*** Data Section Begins ***

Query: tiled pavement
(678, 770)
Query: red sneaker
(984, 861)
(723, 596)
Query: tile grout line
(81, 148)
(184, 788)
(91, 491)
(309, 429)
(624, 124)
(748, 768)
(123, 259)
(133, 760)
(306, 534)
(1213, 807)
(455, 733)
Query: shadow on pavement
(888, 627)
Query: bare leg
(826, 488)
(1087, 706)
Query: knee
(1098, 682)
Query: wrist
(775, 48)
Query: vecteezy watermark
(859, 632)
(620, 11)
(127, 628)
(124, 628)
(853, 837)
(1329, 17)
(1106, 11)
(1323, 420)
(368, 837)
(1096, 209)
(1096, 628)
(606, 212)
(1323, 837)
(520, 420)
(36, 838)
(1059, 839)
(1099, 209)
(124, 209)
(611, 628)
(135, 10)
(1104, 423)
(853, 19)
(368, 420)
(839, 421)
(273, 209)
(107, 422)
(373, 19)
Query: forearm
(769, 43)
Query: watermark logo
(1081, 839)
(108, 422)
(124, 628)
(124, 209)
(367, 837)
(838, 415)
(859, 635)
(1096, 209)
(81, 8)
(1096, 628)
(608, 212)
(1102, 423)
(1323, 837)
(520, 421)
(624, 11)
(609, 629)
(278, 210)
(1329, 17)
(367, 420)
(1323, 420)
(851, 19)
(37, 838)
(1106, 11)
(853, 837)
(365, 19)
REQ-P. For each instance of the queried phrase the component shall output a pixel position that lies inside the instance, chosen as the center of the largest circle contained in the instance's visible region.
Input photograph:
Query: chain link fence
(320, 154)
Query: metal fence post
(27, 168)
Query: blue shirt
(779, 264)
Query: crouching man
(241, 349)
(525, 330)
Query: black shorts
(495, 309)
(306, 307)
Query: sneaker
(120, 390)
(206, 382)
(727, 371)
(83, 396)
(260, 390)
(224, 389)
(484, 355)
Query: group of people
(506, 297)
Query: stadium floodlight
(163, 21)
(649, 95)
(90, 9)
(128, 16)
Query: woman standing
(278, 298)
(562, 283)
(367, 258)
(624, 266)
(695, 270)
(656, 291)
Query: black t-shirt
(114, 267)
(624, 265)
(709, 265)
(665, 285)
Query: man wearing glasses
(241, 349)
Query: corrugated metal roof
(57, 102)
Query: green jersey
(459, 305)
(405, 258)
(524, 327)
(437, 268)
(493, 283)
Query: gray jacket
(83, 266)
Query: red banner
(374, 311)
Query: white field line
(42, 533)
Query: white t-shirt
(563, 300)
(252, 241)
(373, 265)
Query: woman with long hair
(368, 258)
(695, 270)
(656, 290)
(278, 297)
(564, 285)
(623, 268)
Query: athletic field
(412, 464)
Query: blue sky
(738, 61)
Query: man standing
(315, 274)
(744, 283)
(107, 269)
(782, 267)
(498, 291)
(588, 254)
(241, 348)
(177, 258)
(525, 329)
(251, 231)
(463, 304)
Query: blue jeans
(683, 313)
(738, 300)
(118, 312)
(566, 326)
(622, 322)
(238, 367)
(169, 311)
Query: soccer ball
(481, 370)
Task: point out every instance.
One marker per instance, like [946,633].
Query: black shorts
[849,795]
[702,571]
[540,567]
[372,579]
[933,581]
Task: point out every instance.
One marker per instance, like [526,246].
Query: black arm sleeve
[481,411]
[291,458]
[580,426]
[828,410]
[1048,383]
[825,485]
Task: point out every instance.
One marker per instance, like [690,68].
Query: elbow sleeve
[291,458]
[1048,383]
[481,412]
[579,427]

*** Data Section Ends ***

### What this task involves:
Transcribe all of the data so that each line matches the source exactly.

### Your solution:
Query: tiled pavement
(678, 770)
Query: red sneaker
(984, 861)
(723, 596)
Query: tile grout line
(81, 148)
(184, 788)
(91, 491)
(309, 429)
(624, 124)
(748, 768)
(123, 259)
(133, 760)
(306, 534)
(1213, 807)
(455, 733)
Query: shadow on pavement
(888, 627)
Query: bare leg
(826, 488)
(1087, 706)
Query: knee
(1098, 682)
Query: wrist
(775, 48)
Query: vecteezy watermark
(859, 632)
(620, 11)
(127, 628)
(124, 628)
(853, 837)
(1329, 17)
(1106, 11)
(1323, 420)
(368, 837)
(1096, 209)
(1096, 628)
(606, 212)
(1323, 837)
(520, 420)
(36, 838)
(1059, 839)
(1099, 209)
(124, 209)
(611, 628)
(135, 10)
(1104, 423)
(853, 19)
(368, 420)
(839, 421)
(273, 209)
(107, 422)
(373, 19)
Query: forearm
(769, 43)
Query: watermark logo
(1081, 839)
(108, 422)
(124, 628)
(124, 209)
(367, 837)
(838, 415)
(859, 635)
(1096, 209)
(81, 8)
(1096, 628)
(608, 212)
(1102, 423)
(1323, 837)
(520, 421)
(624, 11)
(609, 629)
(278, 210)
(1329, 17)
(367, 420)
(1323, 420)
(851, 19)
(37, 838)
(1106, 11)
(853, 837)
(365, 19)
REQ-P. For each instance of the queried phrase the component shall output a pixel position that lies inside the instance, chosen as the center of the largest circle contained in the instance's visible region.
Input photograph:
Query: chain link fence
(320, 154)
Query: metal fence post
(27, 168)
Query: blue shirt
(779, 264)
Query: crouching man
(241, 349)
(525, 330)
Query: black shorts
(495, 309)
(306, 307)
Query: sneaker
(120, 390)
(206, 382)
(727, 371)
(83, 396)
(260, 390)
(224, 389)
(484, 355)
Query: group of people
(506, 297)
Query: stadium floodlight
(163, 21)
(649, 95)
(90, 9)
(128, 16)
Query: woman standing
(278, 298)
(562, 283)
(367, 258)
(624, 266)
(695, 270)
(656, 291)
Query: black t-shirt
(114, 267)
(624, 265)
(709, 265)
(665, 285)
Query: man wearing glasses
(241, 349)
Query: corrugated metal roof
(57, 102)
Query: green jersey
(459, 305)
(405, 258)
(524, 327)
(437, 268)
(493, 283)
Query: gray jacket
(83, 266)
Query: red banner
(374, 311)
Query: white field line
(42, 533)
Query: white t-shirt
(563, 300)
(252, 241)
(373, 265)
Query: woman with long hair
(368, 258)
(695, 270)
(656, 290)
(278, 297)
(564, 285)
(623, 268)
Query: athletic field
(412, 464)
Query: blue sky
(738, 61)
Query: man standing
(315, 274)
(744, 283)
(107, 269)
(782, 267)
(498, 291)
(588, 254)
(241, 348)
(177, 258)
(525, 329)
(251, 231)
(463, 304)
Query: blue jeans
(683, 313)
(738, 300)
(118, 312)
(566, 326)
(622, 322)
(238, 367)
(169, 311)
Query: soccer ball
(481, 370)
Task: point out every instance.
One marker per instance, like [946,633].
Query: black shorts
[849,795]
[702,571]
[540,567]
[372,579]
[933,581]
Task: point out every instance.
One marker per instance, like [526,246].
Query: black arm sleeve
[481,411]
[291,458]
[580,426]
[828,410]
[1048,383]
[825,485]
Task: point out every instance.
One marker per instance, like [690,68].
Query: elbow sleeve
[291,458]
[1048,383]
[481,412]
[579,427]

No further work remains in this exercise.